**Extract provided:**

Not until the sixth chapter of the Acts do we find any indication of a widening of view. But here reading between
the lines of the brief narrative one cannot but feel something more than a suspicion that the movement of which the appointment of
the Seven was the outcome, and at the head of which St. Stephen placed himself, was not one with which the Twelve were at the time
in entire sympathy. The work to which St. Stephen specially addressed himself was the preaching of the Gospel to the members of those
Synagogues which were set apart for the use of the Hellenistic settlers and sojourners in Jerusalem, i.e. for Jews of foreign origin,
speaking a foreign tongue, and trained amidst Gentile associations. Those mentioned seem to belong in order of importance to the
chief Jewish Colonies of the Dispersion. The first place, be it noted, is assigned to the Libertines or Roman freedmen, men
conspicuous probably alike for their wealth and their close connexion with the Imperial City. Then come the Alexandrians, members of
a Jewish settlement of ancient date and high culture, in numbers exceeding probably the entire population of Palestine. And after
them the Cyrenians, second only to the Alexandrians in number, and like them thoroughly Hellenised. Lastly, mention is made of those
of Cilicia and Asia - traders no doubt connected by ties of family and business with those characteristically Graeco - Asiatic cities,
Tarsus and Ephesus. Among such a body of 'Hellenists' the message of the Gospel would naturally be interpreted in a larger and more
universal sense than in those stricter 'Hebrew' circles to which as yet the Twelve had chiefly directed their appeal.
What we do know is that St. Stephen's ardour and activity and the special character of his teaching speedily aroused
the intense enmity of the Jewish rulers. He was seized, brought before the Sanhedrim, and without proper trial or condemnation in a
sudden outburst of fanatic fury stoned to death. It was the signal for a persecution which scattered far and wide those who had
attached them-selves to him and the doctrines that he taught.

**Exercise requirements:**
Write out the St. Stephen text between "What we do know" and "that he taught.", inclusive, with "Sanhedrim" renamed to "Sanhedrin".

**Rows from a pointing dataset:**
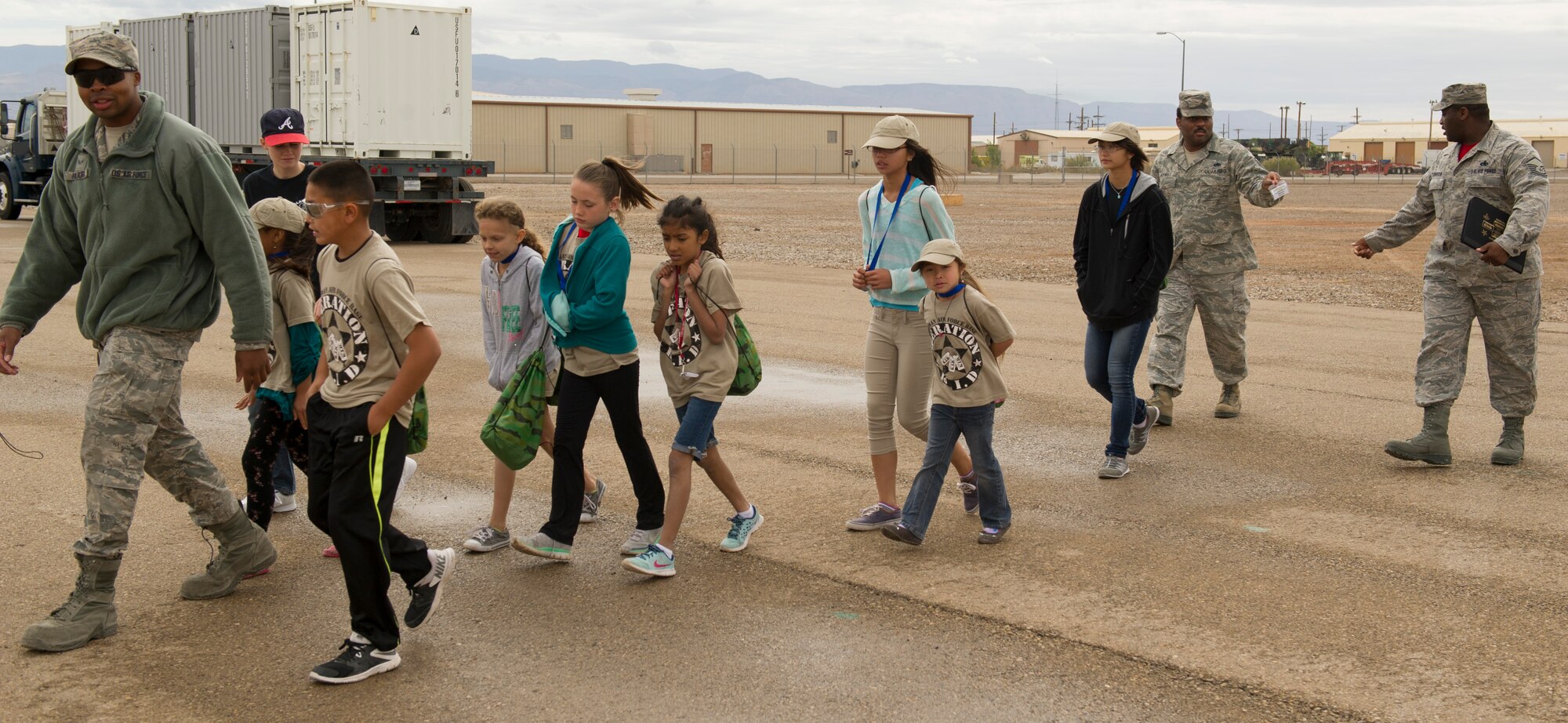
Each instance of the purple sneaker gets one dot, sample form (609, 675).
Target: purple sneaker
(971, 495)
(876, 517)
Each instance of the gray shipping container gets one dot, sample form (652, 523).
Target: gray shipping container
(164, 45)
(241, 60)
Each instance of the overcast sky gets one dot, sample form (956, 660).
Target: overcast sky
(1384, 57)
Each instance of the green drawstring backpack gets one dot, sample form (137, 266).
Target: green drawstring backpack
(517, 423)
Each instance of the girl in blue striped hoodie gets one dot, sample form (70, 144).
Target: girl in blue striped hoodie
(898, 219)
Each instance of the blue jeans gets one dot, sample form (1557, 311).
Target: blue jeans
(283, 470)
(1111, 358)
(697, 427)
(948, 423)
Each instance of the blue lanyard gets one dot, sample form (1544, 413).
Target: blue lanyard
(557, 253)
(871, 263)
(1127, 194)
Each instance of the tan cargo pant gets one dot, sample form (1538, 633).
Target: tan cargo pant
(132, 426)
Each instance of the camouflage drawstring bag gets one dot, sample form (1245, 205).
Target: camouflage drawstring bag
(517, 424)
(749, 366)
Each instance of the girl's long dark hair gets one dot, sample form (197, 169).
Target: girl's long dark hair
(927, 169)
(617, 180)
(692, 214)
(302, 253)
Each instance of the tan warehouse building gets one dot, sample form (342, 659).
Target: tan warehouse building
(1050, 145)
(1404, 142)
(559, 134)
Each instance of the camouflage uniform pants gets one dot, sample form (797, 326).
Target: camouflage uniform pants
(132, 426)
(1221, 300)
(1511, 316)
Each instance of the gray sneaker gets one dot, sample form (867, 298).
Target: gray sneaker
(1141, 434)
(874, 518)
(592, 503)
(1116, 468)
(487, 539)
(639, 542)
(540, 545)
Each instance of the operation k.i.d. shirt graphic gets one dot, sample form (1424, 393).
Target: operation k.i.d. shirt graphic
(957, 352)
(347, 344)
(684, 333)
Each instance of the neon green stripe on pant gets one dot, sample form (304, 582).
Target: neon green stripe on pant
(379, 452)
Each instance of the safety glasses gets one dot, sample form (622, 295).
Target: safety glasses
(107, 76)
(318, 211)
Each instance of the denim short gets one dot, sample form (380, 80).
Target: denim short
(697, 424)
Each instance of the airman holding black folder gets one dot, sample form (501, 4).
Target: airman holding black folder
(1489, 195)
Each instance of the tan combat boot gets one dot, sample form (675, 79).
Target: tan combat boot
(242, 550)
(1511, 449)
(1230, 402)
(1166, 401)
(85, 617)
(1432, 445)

**Written answer:**
What we do know is that St. Stephen's ardour and activity and the special character of his teaching speedily aroused
the intense enmity of the Jewish rulers. He was seized, brought before the Sanhedrin, and without proper trial or condemnation in a
sudden outburst of fanatic fury stoned to death. It was the signal for a persecution which scattered far and wide those who had
attached them-selves to him and the doctrines that he taught.